Исходный отрывок
-=-=-
Вечером за карточным столом утренняя история обрастает новыми подробностями. Всем не терпится услышать, как было дело. Кормящие матери, не отрывая младенцев от груди, закидывают головы и хохочут, слушая, как от нас улепетывал кот и как мы ловили разбегающихся цыплят.
Позднее появляются Маленькие Джон и Джордж со своими факелами. Оба несут под мышками матрацы, набросив на плечи простыни. Я спрашиваю, куда они направляются.
— Мы идем спать в длинный дом, который кокорако. Нехорошо, когда кто–нибудь украдет.
— Да уж, в этом ничего хорошего не будет, — соглашаюсь я.
Думаю, Капитан был бы счур рад, — улыбается Лута, когда все расходятся. — Теперь мы можем начать улучшать деревню.
— Надеюсь, надеюсь, — откликаюсь я, ощущая невероятное счастье оттого, что, несмотря на многочисленные препятствия, нам удалось–таки добиться своего. И хотя до процветания, которое переживала деревня при Капитане, было еще далеко, он наверняка одобрил бы наше начинание. Без сомнения, впереди нас ждет еще долгий путь. И я поднимаюсь в свой дом, чувствуя, как в моих ушах звучит зловещее предостережение тетушки.
Глава 16 Праздник Святого Андрея
Птичник процветает. — Мы готовимся к пиру. — Я встречаюсь с чудовищным вепрем. — Церковь оказывается переполненной. — И мы танцуем до утра.
-=-=-
Выдержка из данных
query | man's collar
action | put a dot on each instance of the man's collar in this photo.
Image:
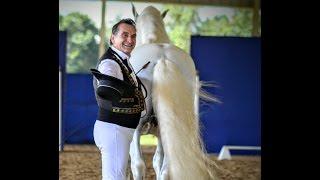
(120, 53)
-=-=-
Задания
a: Что Маленькие Джон и Джордж несут под мышками в отрывке о деревне?
b: Напишите продолжение отрывка о деревне, начав сразу после его последней строки.

Ответы по заданиям
a: Матрацы.

b:
Цыплята, благополучно водворенные в новый дом, процветали, и теперь после длительных метаний жизнь деревни могла вернуться в обычное русло. Время замедлило свой бег и вновь не спеша начало обтекать острова, и я, удовлетворившись, спокойно дрейфовал вместе с ним сквозь дни и недели. По своему опыту мне стало понятно, что попытки повлиять на ход событий или ускорить их ни к чему не приводят, а потому я снял с руки часы и убрал их в ящик деревянного шкафа. И вскоре белая полоска, оставленная браслетом, поблекла и окончательно исчезла под загаром.
В обыденность жизни вносили разнообразие лишь восходы, закаты, смены утра и вечера, изредка она нарушалась также возникающими чувствами голода и жажды. Порой, удовлетворив их, я с готовностью откликался на мольбы налившихся свинцом век и на пару часов ложился соснуть. Приучившись каждое утро брать низкий старт от колодок амбиций и успеха и нестись по направлению к зачастую невидимой финишной прямой, не мог отучить себя от самодисциплины и навязчивой идеи, что все должно быть сделано в срок. Однако по прошествии некоторого времени мне удавалось сдерживать рефлекс собачки Павлова при звуке стартера.
Случались длинные периоды, когда вообще ничего не происходило, однако эта бездеятельность лишь усиливала удовольствие от ожидания особых событий в жизни деревни — ежегодных праздников, к которым готовились и которые заблаговременно обсуждали. Один из таких праздников наступал через несколько дней после прибытия цыплят, и поскольку у меня теперь выдался особый повод для празднования, я ждал его с особым нетерпением.
Самым крупным праздником в Мендали, не считая Рождества и Пасхи, был день Святого Андрея. Как выяснилось позднее, это никакого отношения к шотландской традиции не имело. Мысленно я уже приготовился к поеданию бараньего рубца с ямсом и к танцам вокруг ножей в килтах из пальмовых листьев под звуки бамбуковых волынок. Однако, как выясняется, Святой Андрей, рыбак по профессии, — это покровитель деревенской церкви, и именно в его честь устраивается религиозное празднество.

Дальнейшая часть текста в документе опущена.